* Selected passage *
American Mormon leader

Abraham Lucas Hoagland (March 24, 1797 - February 14, 1872) was an early Mormon leader, pioneer, and one of the founders of Royal Oak, Michigan, and Salt Lake City, Utah, USA.

==Early life==
Hoagland was born on March 24, 1797, in Hillsborough Township, New Jersey. He apprenticed as a blacksmith and moved to Michigan, where he became a prosperous blacksmith and farmer and helped settle present-day Royal Oak. While in Michigan, he joined the Church of Jesus Christ of Latter Day Saints in 1841.

==Church service==
In 1843, he moved his family to Nauvoo, Illinois, where Joseph Smith ordained him an elder. Orson Pratt and Wilford Woodruff ordained him a bishop in Winter Quarters, Nebraska after the saints were driven from Nauvoo. In 1853 and 1857, Hoagland was elected an alderman of Salt Lake City. When Brigham Young sent John Murdock to open a mission in Australia in 1851, Hoagland took his place as bishop of the 14th ward in Salt Lake City, where he chose Wilford Woodruff's first wife, Phoebe, as the ward's first Relief Society president.

* Problem statement *
Extend the biographical article on Abraham Lucas Hoagland with the passage that would follow its last sentence.

* Data provided *
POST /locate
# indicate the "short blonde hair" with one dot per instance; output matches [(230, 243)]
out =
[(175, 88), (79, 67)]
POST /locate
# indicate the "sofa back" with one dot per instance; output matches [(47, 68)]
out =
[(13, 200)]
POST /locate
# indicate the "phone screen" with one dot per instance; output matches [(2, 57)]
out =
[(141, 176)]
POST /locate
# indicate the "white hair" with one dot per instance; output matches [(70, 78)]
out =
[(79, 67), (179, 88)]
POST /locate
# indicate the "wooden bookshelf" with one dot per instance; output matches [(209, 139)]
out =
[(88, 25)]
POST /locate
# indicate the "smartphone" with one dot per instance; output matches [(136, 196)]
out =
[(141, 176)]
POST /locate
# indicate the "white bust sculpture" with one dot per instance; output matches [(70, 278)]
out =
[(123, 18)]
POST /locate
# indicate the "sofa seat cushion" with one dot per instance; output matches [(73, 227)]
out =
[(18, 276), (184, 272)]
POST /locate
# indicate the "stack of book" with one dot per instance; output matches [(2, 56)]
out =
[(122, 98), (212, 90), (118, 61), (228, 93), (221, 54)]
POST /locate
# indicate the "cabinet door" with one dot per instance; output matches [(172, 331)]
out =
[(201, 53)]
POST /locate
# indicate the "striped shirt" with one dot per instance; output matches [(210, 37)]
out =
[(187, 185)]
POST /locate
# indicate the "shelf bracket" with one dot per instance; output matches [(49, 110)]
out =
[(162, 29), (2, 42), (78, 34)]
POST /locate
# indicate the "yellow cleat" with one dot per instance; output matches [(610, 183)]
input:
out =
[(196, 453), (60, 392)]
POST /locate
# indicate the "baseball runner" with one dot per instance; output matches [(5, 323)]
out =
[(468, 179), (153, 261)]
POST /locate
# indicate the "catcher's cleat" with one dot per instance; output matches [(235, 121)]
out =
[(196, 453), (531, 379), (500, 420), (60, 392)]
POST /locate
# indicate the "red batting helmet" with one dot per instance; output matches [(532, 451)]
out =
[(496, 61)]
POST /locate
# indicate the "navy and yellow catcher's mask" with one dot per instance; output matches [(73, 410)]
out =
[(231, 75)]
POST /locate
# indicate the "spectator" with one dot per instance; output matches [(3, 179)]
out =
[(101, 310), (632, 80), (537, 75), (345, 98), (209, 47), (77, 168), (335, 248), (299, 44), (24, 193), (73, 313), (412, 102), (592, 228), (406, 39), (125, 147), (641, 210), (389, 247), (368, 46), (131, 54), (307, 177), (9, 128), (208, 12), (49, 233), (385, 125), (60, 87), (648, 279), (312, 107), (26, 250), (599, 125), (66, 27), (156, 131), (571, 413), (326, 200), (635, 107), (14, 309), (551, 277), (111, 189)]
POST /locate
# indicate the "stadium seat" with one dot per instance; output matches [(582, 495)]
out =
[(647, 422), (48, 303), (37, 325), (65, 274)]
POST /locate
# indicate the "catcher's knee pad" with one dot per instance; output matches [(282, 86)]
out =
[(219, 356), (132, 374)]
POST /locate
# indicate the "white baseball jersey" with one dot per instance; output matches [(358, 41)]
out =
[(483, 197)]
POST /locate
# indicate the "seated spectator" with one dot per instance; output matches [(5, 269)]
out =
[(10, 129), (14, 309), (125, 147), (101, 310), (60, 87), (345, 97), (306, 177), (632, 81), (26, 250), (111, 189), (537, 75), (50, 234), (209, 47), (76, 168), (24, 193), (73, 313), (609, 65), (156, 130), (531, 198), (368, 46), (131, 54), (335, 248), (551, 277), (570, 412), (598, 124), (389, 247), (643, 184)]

* Exercise output *
==Family and personal life==
Hoagland began practicing plural marriage in 1847 when he married Agnes Taylor, the younger sister of later church president John Taylor. They divorced in 1861. Hoagland was the grandfather of Abraham H. Cannon and the father-in-law of both William Whitaker Taylor and George Q. Cannon. He was a member of Wilford Woodruff's prayer circle. He died of pneumonia on February 14, 1872, in Salt Lake City.